### [WHAT YOU HAVE TO DO]
Those lines of the records that contain "pink" are to be located and copied.

PROVIDED MATERIAL Start Marker

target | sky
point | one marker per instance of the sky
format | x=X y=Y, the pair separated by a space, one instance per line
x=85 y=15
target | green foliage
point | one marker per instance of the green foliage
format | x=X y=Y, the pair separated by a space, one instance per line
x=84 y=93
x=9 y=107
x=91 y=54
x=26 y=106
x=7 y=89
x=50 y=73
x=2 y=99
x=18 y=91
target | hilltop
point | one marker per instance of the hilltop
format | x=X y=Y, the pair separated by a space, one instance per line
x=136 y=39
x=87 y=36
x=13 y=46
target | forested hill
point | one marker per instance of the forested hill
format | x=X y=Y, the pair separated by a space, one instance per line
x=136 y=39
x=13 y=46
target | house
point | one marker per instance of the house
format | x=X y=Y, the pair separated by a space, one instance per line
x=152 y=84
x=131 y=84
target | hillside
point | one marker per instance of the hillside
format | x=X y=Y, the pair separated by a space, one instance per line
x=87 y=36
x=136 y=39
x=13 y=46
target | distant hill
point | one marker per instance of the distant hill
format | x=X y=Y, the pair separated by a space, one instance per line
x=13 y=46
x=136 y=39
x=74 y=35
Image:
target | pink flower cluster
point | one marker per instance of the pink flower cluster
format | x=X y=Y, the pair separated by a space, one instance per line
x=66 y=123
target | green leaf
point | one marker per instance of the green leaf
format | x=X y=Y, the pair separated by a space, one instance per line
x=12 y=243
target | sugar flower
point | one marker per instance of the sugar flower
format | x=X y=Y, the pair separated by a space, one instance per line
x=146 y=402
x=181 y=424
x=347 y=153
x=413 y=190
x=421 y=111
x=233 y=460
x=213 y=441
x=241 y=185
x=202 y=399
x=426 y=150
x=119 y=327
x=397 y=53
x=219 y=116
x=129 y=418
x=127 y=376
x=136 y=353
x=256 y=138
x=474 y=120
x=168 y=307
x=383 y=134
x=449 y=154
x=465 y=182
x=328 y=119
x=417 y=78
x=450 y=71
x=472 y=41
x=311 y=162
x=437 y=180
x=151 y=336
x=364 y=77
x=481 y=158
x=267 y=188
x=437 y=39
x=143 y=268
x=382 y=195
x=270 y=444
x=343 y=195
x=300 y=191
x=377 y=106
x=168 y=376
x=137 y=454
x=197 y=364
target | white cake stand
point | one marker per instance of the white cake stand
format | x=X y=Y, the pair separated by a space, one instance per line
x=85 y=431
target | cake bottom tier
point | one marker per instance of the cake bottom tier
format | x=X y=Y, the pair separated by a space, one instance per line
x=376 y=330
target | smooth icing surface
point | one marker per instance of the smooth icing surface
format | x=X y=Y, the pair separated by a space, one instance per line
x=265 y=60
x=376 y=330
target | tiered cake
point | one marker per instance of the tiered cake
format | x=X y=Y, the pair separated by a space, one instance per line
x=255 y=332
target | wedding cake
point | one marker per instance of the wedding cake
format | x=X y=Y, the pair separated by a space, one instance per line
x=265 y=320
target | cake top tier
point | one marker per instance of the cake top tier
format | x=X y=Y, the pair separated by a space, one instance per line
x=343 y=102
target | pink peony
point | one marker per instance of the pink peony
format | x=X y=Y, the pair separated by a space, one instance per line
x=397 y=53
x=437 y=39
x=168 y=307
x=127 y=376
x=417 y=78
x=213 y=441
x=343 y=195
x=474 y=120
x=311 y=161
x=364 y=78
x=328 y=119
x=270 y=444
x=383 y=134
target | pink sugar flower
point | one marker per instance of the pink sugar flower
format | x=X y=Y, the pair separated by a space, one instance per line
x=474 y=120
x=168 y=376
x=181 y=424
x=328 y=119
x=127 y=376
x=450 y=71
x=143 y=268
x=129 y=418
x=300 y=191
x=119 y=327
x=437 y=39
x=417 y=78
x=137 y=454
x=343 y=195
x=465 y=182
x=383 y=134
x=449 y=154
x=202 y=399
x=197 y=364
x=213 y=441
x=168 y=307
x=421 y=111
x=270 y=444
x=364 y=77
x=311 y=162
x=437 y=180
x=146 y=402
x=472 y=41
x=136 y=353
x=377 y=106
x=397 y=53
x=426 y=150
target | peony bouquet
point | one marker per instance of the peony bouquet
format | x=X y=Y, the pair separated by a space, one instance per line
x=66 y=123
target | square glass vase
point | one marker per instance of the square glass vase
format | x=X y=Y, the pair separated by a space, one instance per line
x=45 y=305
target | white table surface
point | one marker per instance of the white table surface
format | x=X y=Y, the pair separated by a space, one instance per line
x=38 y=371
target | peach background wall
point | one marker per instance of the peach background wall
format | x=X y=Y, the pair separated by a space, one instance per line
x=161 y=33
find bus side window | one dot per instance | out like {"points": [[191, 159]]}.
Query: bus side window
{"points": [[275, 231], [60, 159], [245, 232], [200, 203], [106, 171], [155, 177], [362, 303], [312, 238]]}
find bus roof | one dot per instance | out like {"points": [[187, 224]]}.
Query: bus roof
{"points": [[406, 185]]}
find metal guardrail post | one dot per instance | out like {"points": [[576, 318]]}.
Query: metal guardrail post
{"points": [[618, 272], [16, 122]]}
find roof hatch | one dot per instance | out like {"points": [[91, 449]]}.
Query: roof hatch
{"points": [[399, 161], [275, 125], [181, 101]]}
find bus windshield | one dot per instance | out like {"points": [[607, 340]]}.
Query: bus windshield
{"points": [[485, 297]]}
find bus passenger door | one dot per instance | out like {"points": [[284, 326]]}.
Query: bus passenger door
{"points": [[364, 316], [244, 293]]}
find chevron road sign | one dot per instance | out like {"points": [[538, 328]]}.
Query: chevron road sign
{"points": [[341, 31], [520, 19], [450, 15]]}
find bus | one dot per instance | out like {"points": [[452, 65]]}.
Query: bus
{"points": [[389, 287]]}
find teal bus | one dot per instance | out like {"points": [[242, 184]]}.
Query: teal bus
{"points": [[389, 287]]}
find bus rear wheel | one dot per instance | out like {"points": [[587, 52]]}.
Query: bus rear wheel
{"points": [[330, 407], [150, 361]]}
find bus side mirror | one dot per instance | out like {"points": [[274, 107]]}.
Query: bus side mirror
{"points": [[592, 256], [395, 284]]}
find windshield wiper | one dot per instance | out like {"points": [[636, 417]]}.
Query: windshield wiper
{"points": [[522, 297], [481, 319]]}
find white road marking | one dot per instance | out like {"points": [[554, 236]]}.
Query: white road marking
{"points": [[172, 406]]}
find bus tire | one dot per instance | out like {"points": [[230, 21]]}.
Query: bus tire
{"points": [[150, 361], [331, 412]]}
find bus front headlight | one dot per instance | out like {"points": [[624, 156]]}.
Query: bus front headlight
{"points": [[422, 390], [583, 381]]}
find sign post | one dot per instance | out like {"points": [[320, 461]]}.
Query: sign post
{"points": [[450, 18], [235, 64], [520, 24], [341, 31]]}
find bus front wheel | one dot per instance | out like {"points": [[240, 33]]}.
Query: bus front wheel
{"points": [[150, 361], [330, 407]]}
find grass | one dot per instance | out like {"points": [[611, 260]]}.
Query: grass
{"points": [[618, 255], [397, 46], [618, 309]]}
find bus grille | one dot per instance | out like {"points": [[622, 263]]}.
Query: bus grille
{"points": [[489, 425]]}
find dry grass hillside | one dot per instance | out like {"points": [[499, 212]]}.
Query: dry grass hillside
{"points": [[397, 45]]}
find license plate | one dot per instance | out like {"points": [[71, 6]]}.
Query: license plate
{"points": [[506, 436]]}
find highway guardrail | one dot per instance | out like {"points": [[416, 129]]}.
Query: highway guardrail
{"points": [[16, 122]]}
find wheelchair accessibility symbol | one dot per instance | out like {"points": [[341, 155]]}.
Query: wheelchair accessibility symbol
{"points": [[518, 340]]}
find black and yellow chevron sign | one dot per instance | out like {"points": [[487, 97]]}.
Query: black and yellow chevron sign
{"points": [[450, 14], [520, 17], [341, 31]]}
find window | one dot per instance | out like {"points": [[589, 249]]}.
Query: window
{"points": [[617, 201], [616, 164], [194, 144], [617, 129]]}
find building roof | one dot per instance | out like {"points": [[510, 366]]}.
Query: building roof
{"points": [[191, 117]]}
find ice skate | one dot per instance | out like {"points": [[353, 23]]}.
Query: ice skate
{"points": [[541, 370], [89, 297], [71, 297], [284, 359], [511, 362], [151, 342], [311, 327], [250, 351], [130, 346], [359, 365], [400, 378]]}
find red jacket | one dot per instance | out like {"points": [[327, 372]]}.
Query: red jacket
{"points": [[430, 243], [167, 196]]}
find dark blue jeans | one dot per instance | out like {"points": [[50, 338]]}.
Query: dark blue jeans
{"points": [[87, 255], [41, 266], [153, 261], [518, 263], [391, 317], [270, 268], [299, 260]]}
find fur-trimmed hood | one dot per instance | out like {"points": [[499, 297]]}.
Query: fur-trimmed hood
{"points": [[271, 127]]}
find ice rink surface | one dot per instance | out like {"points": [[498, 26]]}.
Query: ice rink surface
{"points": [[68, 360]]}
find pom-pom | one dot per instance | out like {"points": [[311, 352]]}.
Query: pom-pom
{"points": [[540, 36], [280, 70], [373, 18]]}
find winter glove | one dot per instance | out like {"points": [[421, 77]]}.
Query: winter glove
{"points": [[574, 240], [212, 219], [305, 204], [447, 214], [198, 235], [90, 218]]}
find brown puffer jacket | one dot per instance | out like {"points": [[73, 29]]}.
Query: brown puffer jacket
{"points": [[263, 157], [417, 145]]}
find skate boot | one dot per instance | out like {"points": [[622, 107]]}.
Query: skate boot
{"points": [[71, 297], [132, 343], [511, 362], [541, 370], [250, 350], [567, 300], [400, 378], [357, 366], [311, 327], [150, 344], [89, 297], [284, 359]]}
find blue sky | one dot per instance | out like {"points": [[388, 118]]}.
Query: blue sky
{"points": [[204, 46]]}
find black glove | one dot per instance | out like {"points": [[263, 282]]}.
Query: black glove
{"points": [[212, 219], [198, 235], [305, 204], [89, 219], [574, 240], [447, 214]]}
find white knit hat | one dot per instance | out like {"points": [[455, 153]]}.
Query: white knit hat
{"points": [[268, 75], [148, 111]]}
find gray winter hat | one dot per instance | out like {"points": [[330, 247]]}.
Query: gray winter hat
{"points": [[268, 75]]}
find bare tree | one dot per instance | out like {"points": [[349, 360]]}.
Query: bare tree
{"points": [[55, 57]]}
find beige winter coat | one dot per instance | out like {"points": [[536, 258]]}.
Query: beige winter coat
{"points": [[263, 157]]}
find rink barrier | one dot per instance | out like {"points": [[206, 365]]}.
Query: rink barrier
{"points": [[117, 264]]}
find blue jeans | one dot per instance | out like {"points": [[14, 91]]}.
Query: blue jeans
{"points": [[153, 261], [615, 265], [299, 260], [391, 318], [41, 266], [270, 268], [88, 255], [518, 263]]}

PROVIDED MATERIAL End Marker

### [SOLUTION]
target | pink flower cluster
point | one marker per instance of the pink flower cluster
target | pink peony
point | one marker per instance of the pink peony
target | pink sugar flower
point | one marker per instance of the pink sugar flower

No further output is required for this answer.